▸ **Task directions**: Rewrite every line of the material below as a numbered list, omitting any blank lines.

▸ **Excerpted data**:
________________________________________
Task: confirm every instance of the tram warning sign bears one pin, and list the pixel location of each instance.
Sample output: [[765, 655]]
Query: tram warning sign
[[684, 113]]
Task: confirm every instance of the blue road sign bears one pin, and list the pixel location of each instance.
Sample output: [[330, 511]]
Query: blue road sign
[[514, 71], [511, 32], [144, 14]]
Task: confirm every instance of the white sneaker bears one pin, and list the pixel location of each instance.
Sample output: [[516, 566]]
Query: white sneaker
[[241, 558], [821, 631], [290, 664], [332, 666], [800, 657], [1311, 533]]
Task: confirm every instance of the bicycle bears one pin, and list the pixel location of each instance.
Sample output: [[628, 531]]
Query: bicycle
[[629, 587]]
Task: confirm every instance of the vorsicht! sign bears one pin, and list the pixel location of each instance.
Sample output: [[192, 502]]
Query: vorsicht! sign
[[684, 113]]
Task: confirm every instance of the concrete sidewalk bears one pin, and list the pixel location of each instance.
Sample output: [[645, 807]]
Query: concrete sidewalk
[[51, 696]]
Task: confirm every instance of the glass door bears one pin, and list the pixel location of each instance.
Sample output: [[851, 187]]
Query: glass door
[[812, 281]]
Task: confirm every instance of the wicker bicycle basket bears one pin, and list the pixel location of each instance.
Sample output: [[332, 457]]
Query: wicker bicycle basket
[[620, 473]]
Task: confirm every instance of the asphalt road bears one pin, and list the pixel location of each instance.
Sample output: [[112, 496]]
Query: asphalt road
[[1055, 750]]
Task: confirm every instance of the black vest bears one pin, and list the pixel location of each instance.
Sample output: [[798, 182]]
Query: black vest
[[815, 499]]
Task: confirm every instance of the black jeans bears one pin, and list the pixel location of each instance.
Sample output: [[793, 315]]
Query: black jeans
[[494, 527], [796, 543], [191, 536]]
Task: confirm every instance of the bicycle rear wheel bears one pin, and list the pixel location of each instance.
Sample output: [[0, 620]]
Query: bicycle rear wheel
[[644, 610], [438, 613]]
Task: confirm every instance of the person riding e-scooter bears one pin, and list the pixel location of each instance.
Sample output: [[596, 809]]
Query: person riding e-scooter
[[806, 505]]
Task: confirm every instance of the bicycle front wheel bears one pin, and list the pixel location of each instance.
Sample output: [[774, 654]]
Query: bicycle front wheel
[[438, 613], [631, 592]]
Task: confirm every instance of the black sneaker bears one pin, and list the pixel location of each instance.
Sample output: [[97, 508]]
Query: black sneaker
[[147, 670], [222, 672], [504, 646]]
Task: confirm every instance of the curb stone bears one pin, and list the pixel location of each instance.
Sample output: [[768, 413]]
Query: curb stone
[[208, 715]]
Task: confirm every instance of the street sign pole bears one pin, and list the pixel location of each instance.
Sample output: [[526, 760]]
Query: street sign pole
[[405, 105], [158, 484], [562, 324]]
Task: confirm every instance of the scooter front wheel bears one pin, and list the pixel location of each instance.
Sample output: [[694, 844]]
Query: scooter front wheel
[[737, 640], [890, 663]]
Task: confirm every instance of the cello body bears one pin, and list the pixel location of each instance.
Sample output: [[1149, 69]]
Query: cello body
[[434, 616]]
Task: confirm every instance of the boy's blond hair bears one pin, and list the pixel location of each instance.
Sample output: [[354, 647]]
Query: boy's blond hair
________________________________________
▸ **Solution to the problem**:
1. Task: confirm every instance of the tram warning sign bears one pin, and list the pixel location of each instance.
2. Sample output: [[765, 655]]
3. Query: tram warning sign
4. [[684, 113]]
5. Task: confirm every instance of the blue road sign bears one pin, and list the pixel location of each instance.
6. Sample output: [[330, 511]]
7. Query: blue road sign
8. [[514, 71], [511, 32], [144, 14]]
9. Task: confirm every instance of the white sneaker bears one pin, and list the pixel location of each instance.
10. Sample output: [[516, 566]]
11. Query: white sneaker
12. [[241, 558], [821, 631], [290, 664], [332, 666], [800, 657], [1311, 533]]
13. Task: confirm every instance of the bicycle bears one pin, and list the pixel location of each instance.
14. Sample output: [[628, 531]]
15. Query: bicycle
16. [[629, 587]]
17. Task: confirm every instance of the vorsicht! sign bears one pin, and list the pixel location of each instance.
18. Sample output: [[192, 502]]
19. Query: vorsicht! sign
20. [[684, 113]]
21. Task: confirm every instance of the concrete sidewalk bears one pin, and list the pixel location of each instance.
22. Sample output: [[645, 807]]
23. Query: concrete sidewalk
24. [[51, 696]]
25. Task: confirm every instance of the glass door bears one pin, and list the pixel location of each instance.
26. Sample output: [[851, 187]]
27. Query: glass door
28. [[812, 281]]
29. Task: confirm every instance of the wicker bicycle basket bears one pin, and list the pixel location of each instance.
30. Sample output: [[332, 457]]
31. Query: wicker bicycle basket
32. [[620, 473]]
33. Task: confirm every instance of the asphalt road bears one pin, and list the pixel location of each instance.
34. Sample output: [[112, 496]]
35. Query: asphalt road
36. [[1055, 750]]
37. Task: confirm every instance of the black vest bears one pin, and list the pixel location of each instance.
38. Sample output: [[798, 182]]
39. Query: black vest
40. [[815, 499]]
41. Task: confirm every instance of the black jeans bears one pin, and list the pixel location of each instance.
42. Sample output: [[793, 315]]
43. Query: black jeans
44. [[494, 527], [796, 543], [191, 536]]
45. Task: confirm every instance of the bicycle rear wheel bears one pin, and list the pixel location of each instance.
46. Sample output: [[0, 620]]
47. Query: bicycle rear wheel
48. [[644, 610], [438, 613]]
49. Task: confirm every instance of the person riding e-scooter bears one pin, and list the pixel location of each instance.
50. Sample output: [[596, 809]]
51. Query: person riding e-scooter
52. [[806, 505]]
53. Task: confirm every instance of the bicycle front wheel bears one pin, and list the pixel location of each instance.
54. Sample output: [[774, 654]]
55. Query: bicycle front wheel
56. [[438, 613], [631, 592]]
57. Task: confirm every instance of the black sneaker bears one pin, and list the pixel location of each instance.
58. Sample output: [[97, 508]]
59. Query: black sneaker
60. [[147, 670], [222, 672], [504, 646]]
61. Task: confirm every instance of the curb stone bears one pin, and list the pixel location of each instance.
62. Sample output: [[768, 413]]
63. Query: curb stone
64. [[208, 715]]
65. Task: confirm every instance of the street sign pole bears one pin, and list the pixel location of each instance.
66. Sample output: [[526, 760]]
67. Query: street sign pole
68. [[405, 105], [158, 484], [562, 324]]
69. Task: confirm every instance of the scooter front wheel bears one pin, and list the pixel location of each instance.
70. Sample output: [[694, 844]]
71. Query: scooter front wheel
72. [[737, 640], [890, 663]]
73. Task: confirm every instance of the cello body bears one pin, and list the pixel location of each instance.
74. Sample output: [[1149, 69]]
75. Query: cello body
76. [[434, 616]]
77. Task: confirm every instance of the boy's blond hair bears one pin, and list the pixel location of each instance.
78. Sample output: [[354, 647]]
79. Query: boy's blond hair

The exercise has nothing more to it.